### TEXTO PARA LEER
= = =
Esa situación es inconveniente e inaceptable. No se puede mantener a una mayoría en una condición que la propia minoría privilegiada no querría padecer. Condiciones que, en realidad, nadie desearía para sí. Esas graves circunstancias no responden a un inexorable orden natural. Tampoco es un orden humano de un carácter tal que sea imposible de alterar, pues no ha existido ni existe un tipo de sociedad inamovible. Es más, se puede tener la seguridad de que no existirá nunca. Lo único seguro es que el devenir de los pueblos se detendrá solo con la extinción de la especie.

La economía neoliberal y la “sociedad de mercado”, construida en función de ella, deben ser revisadas y transformadas o reemplazadas. Es del todo posible llevarlo a cabo. La historia muestra numerosas formas de organización que, de hecho, se han podido trasformar. Se debe tener conciencia de cómo es la “sociedad de mercado” actual y tomar las medidas racionales (en sentido greco-medieval) para curarla del mal que la aqueja. El que, en realidad, aqueja a todos sus miembros [2]. Si los sistemas socioculturales llegan a convertirse en desadaptativos y no cumplen con procurar el buen vivir colectivo, es obvio que se requiere cambiarlos. La propia condición humana racional, la cual libera de un determinismo instintivo absoluto, debe empujar a remediar la situación.

No tiene sentido vivir colectivamente si no se satisfacen las necesidades. No tiene sentido un tipo de organización productivo-comercial que ni siquiera otorga lo necesario para vivir. ¿Qué lógica tiene constituirse en comunidad para sufrir o hacer sufrir a otros? El objetivo común debe ser ocuparse activamente para eliminar el sufrimiento innecesario. Y, a la fecha, procurar resguardar la naturaleza para mantener la vida en la Tierra... ¡A ese extremo se ha llegado!
= = =
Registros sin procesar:
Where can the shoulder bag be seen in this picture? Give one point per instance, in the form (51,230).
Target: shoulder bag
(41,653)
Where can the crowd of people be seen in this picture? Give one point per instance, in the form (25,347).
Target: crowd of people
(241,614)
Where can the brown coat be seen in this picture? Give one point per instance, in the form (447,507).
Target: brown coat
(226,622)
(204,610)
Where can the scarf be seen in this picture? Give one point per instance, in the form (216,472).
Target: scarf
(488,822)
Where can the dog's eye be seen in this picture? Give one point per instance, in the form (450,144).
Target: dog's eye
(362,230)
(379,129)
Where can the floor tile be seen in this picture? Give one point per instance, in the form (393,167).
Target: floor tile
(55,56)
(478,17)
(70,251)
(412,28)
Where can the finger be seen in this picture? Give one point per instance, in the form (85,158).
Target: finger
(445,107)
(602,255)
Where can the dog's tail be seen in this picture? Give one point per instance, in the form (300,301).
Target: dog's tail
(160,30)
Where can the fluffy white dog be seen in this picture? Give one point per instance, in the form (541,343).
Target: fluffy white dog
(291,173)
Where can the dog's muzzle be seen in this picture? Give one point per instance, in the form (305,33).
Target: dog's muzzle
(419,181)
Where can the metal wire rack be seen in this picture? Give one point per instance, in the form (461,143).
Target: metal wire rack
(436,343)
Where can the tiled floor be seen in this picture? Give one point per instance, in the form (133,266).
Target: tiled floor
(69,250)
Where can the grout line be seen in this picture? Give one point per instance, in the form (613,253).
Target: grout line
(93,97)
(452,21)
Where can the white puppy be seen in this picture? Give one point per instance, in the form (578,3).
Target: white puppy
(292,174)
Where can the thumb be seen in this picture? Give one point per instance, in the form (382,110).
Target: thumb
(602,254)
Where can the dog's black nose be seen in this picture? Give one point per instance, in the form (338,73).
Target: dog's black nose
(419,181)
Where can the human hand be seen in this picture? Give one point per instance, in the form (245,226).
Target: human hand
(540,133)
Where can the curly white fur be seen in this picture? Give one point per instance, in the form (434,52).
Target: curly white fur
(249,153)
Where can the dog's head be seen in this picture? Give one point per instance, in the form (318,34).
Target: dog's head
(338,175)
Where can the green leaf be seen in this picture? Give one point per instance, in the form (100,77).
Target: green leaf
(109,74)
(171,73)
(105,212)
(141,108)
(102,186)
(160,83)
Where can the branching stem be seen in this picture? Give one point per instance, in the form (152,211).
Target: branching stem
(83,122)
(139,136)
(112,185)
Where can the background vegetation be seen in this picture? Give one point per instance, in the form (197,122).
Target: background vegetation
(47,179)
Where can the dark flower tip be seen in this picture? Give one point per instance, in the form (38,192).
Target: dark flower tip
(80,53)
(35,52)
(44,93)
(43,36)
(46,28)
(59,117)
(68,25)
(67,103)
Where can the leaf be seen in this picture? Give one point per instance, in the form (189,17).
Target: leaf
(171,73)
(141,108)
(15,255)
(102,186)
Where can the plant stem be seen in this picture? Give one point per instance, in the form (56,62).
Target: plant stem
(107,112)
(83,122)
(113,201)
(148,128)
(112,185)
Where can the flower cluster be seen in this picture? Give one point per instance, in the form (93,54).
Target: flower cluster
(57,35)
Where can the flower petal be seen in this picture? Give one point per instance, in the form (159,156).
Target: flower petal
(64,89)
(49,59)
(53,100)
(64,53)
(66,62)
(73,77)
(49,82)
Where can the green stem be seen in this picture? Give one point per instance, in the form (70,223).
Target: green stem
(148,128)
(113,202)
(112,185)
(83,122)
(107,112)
= = =
### OBJETIVOS
A) Traduce al inglés esta oración del texto sobre la sociedad de mercado: "No tiene sentido vivir colectivamente si no se satisfacen las necesidades."
B) Reescribe el pasaje del texto sobre la sociedad de mercado que va entre "La economía neoliberal" y "remediar la situación.", ambos incluidos, y cambia "historia" por "experiencia humana".
C) Prolonga el texto sobre la sociedad de mercado a partir del punto en que se detiene.
Las entradas no hacen falta para nada.

### RESPUESTAS POR TAREA
A) Living collectively makes no sense if needs are not met.

B)
La economía neoliberal y la “sociedad de mercado”, construida en función de ella, deben ser revisadas y transformadas o reemplazadas. Es del todo posible llevarlo a cabo. La experiencia humana muestra numerosas formas de organización que, de hecho, se han podido trasformar. Se debe tener conciencia de cómo es la “sociedad de mercado” actual y tomar las medidas racionales (en sentido greco-medieval) para curarla del mal que la aqueja. El que, en realidad, aqueja a todos sus miembros [2]. Si los sistemas socioculturales llegan a convertirse en desadaptativos y no cumplen con procurar el buen vivir colectivo, es obvio que se requiere cambiarlos. La propia condición humana racional, la cual libera de un determinismo instintivo absoluto, debe empujar a remediar la situación.

C)
Avanzar hacia un nuevo tipo de comunidad igualitaria-participativa que deje atrás el fallido modelo democrático liberal-burgués occidental moderno, no es una mera opción ideológica. Hoy es una necesidad. Las formas de convivir deben ser fruto del consenso y esfuerzo colectivo y no el resultado de la arbitraria voluntad de una élite iluminada —política, intelectual, burocrática o empresarial—, la cual termina decidiendo por el resto… ¡y, además, en beneficio propio! Una comunidad en la que la desigualdad de oportunidades y de riqueza/propiedad sea reemplazada por la coexistencia de diferentes funciones sociales recompensadas o reconocidas según su real contribución al bienestar general. Una en la que, además, el individualismo y el egoísmo den paso a acciones individuales o colectivas, creativas, activas, dirigidas por la fraternidad y a fin de conseguir directamente —no por medio del falaz e indirecto “chorreo”— el bien común. Se requiere, asimismo, de una comunidad que sea el regazo en el cual cada miembro pueda satisfacer sus necesidades y no una traba al desarrollo personal, una estructura de coerción o el escondite perfecto para los mediocres.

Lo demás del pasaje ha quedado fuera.